### Your task
Condense the paragraph in the holding-company comments below that begins "Hello. I hope you are able" into a shorter paragraph that keeps its main facts.

--- start Article ---

Joshua - this is incredibly helpful as I'm launching a startup studio and preparing for lawyer meetings. Question though - let's say an investor invests 10M for 25% of the holding company. Does the investor also get a % of each company the holding co spins out / launches? Also - I'm assuming if let's say 5M of that capital was for capex / investments rather than opex, then we can also structure in a management fee / carry?

Viresh Amin • 4 years ago

If the LLCs below a holding company send money up to the holding company (like Berkshire is setup) would that money be a exposure in liability if someone comes and sues a specific LLC location?

Zmia • 4 years ago

Hello. I hope you are able to receive comments on this article and thank you so much for such an outstanding description of a holding company. Now please help me fix my mess. I have formed a few small businesses. My only assets are old paid for property, used semi trucks, paper/digital consulting products, and used cars. With all of these little businesses, I have yet to clear the thresh hole profit of 100K. Mind you, I just started them all parallel to one another in the course of a year. Please, don't ask me why. I took a business course during my retiring exit from the Army and I lost myself in buying things to build companies that I thought would be a success. So far, no complaints. My question is, at what point should I form a holding company? I do not have investors and I am not partnered with any other companies or ventures. Should I start investing in other companies beforehand? I am pretty confused. I want to aim at organizing my businesses in some form. Please, help me fancy this up. I don't expect you to guru me, but to point me in the right direction. Thank you so much! Z.

David Powell • 4 years ago

Zmia, what you can do is, create an investment holding company (name it what you want). Fund that new investment holding company. Then your holding company can make investments into the other companies. Hope that helps.

GetSomeInfo • 5 years ago

I knew nothing, after your article I have an empire ready. you are a pro thanks

vinnie • 6 years ago

Hi Joshua; Thanks for an amazing article. I really need some advice and guidance on what me and my partner are planning to do.

--- end Article ---
--- start Dataset section ---

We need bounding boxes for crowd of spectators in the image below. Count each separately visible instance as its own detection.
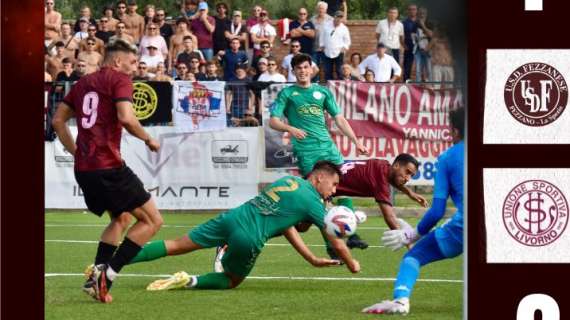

--- end Dataset section ---

### Output of the task
After taking a business course while retiring from the Army, the writer started several small businesses in parallel over the course of a year. The only assets are old paid-for property, used semi trucks, paper and digital consulting products, and used cars. None of the businesses has yet cleared a profit of 100K. With no investors and no partnerships with other companies or ventures, the writer asks when to form a holding company and whether to invest in other companies first. The writer also asks for direction on organizing the businesses.